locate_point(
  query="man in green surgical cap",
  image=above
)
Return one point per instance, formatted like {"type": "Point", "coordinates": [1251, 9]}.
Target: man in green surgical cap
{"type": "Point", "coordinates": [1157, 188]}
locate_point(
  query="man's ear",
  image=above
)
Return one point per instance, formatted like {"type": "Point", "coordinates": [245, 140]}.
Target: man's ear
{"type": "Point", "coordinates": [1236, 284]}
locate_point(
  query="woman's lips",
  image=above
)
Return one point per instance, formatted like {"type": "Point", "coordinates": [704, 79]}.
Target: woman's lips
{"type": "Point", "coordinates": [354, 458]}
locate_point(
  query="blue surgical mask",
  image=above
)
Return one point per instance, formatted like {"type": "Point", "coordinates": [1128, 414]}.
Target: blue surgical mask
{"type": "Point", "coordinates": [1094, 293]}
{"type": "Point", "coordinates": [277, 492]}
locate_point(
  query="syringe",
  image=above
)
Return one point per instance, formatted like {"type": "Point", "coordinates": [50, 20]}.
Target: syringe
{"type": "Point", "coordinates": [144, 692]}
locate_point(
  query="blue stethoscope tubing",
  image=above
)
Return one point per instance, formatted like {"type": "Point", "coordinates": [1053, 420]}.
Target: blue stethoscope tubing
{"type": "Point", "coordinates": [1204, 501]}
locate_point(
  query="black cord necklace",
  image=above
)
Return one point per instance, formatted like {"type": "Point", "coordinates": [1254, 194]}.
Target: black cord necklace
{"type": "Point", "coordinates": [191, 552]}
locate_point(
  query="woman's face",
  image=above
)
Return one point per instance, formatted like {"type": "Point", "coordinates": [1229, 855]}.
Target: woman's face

──────────────────────────────

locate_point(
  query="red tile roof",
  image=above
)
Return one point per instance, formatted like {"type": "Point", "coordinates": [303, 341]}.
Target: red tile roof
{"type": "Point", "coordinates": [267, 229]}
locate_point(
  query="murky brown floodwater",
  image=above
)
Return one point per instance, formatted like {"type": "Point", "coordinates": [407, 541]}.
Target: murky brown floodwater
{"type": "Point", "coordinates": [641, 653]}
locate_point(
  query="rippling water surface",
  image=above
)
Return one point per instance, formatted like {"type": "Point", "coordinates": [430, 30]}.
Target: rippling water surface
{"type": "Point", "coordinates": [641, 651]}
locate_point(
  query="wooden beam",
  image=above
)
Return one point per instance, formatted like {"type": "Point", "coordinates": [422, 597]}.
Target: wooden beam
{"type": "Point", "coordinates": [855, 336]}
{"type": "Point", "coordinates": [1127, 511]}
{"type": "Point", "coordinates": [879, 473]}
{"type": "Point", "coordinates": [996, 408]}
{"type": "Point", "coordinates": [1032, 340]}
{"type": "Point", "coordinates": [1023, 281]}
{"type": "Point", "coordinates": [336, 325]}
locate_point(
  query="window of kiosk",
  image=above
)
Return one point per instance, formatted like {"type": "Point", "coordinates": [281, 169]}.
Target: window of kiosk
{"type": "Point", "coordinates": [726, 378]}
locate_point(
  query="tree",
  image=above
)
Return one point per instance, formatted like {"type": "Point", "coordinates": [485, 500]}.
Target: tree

──────────────────────────────

## Written instruction
Report every line of the data above that contains the word "surgical", copying each such line in full. Treat the match as case-sensitive.

## Output for this task
  query="man in green surgical cap",
Target: man in green surgical cap
  query="blue surgical mask",
Target: blue surgical mask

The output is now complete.